# PROBLEM DESCRIPTION
Copy the lines from the one containing "player's face, the" to the one containing "[[151, 54], [180, 44]]", substituting "athlete's face" for "player's face" and leaving everything else unchanged.

# EXERCISE INPUTS
* BEGIN *

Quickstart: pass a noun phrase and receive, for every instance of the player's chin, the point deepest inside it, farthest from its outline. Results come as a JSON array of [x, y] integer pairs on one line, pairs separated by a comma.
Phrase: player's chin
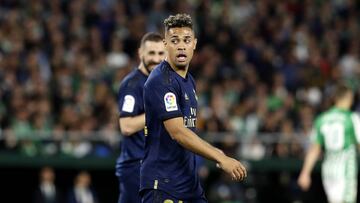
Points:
[[181, 64]]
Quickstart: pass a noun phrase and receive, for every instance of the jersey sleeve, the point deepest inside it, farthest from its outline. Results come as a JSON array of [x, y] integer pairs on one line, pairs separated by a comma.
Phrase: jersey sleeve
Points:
[[316, 136], [163, 101], [356, 123], [129, 102]]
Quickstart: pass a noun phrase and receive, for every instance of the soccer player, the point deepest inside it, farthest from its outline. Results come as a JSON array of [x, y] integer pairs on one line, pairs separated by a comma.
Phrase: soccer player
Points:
[[132, 117], [168, 172], [337, 131]]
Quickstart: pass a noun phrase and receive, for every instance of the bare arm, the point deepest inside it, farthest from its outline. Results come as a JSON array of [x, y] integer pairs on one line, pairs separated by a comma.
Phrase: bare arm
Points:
[[131, 125], [194, 143], [311, 157]]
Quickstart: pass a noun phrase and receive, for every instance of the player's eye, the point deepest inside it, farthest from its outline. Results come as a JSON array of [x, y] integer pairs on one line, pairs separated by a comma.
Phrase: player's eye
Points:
[[174, 41]]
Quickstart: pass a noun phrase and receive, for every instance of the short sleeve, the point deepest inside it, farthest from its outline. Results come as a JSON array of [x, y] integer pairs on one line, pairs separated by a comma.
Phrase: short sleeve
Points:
[[162, 101], [129, 102]]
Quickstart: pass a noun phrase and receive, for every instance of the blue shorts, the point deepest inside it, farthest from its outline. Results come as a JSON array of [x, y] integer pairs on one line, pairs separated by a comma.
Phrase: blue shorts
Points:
[[158, 196], [129, 184]]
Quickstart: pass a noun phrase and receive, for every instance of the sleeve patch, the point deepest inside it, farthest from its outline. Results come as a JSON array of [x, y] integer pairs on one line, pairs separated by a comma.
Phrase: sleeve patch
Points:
[[129, 104], [170, 102]]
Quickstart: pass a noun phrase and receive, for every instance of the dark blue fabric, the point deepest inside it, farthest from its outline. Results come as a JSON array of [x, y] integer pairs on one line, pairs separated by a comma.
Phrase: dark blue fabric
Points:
[[129, 183], [132, 147], [158, 196], [168, 166]]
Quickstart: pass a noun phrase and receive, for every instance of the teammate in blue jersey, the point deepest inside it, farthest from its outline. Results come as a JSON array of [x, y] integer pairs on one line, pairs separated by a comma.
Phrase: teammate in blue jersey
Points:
[[168, 172], [132, 117]]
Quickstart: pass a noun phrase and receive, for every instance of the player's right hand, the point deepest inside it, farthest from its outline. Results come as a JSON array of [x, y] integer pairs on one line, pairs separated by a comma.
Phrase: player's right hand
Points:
[[304, 181], [234, 168]]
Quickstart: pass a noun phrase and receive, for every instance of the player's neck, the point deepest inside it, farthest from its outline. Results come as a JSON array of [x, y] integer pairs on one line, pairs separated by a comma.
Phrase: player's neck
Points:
[[143, 69], [179, 71], [342, 105]]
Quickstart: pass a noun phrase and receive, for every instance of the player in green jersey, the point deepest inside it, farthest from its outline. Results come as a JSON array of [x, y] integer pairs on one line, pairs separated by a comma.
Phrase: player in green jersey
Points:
[[336, 133]]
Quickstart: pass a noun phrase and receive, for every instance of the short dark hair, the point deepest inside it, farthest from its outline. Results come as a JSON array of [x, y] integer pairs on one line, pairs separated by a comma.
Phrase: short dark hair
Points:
[[151, 36], [340, 89], [178, 20]]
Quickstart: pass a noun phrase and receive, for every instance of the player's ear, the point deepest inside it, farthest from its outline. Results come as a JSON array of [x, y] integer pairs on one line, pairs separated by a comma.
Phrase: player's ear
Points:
[[164, 41], [195, 42], [140, 52]]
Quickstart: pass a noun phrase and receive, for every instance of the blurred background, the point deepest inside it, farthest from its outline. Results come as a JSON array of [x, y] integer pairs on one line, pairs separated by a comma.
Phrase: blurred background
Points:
[[264, 70]]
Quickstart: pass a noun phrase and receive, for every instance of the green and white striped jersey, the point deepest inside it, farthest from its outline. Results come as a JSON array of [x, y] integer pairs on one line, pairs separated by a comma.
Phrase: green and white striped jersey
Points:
[[338, 132]]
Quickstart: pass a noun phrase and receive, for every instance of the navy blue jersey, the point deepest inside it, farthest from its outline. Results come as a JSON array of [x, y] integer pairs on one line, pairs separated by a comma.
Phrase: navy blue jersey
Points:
[[130, 103], [167, 165]]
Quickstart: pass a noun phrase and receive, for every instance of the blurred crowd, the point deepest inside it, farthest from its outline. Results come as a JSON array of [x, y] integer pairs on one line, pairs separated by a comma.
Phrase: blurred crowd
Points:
[[264, 69]]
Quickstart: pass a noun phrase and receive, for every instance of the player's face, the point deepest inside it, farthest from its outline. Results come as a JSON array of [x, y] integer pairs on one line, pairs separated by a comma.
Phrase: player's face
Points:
[[151, 54], [180, 44]]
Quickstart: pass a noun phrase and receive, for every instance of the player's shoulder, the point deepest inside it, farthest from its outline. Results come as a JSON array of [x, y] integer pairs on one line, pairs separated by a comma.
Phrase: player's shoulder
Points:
[[162, 75], [133, 80]]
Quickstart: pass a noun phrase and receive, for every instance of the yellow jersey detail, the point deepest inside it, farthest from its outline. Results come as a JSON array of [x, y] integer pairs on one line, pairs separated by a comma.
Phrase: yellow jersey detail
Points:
[[145, 131], [155, 184]]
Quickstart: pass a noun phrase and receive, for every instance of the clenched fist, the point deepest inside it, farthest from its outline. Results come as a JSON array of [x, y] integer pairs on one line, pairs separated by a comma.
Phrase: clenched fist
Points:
[[234, 168]]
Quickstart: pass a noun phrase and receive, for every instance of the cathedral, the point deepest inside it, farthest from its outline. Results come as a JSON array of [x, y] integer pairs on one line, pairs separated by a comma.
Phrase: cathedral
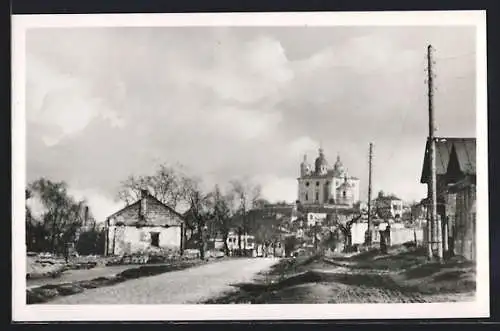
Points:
[[323, 185]]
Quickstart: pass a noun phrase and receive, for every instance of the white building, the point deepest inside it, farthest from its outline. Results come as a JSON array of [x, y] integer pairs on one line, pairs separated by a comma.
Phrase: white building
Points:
[[325, 185]]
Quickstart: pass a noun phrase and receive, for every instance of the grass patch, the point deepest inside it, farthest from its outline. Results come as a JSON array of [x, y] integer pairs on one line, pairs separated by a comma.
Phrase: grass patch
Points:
[[48, 292], [402, 275]]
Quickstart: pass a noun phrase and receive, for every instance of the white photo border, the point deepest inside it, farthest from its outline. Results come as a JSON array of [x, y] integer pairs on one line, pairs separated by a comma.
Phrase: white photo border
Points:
[[23, 312]]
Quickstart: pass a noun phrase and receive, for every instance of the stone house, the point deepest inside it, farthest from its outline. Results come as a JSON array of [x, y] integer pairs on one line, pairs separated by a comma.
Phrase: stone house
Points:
[[456, 191], [145, 224], [461, 199]]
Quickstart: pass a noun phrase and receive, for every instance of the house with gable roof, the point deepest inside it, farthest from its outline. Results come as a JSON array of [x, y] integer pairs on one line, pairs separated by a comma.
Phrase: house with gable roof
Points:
[[456, 192], [147, 223]]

* END *

# FINAL ANSWER
Quickstart: pass a noun phrase and receive, for every instance of the athlete's face, the point deepest inside it, farthest from its outline. Results come as a JSON array of [x, y] integer pairs on one line, pairs separated by a comma.
Phrase: athlete's face
Points:
[[151, 54], [180, 44]]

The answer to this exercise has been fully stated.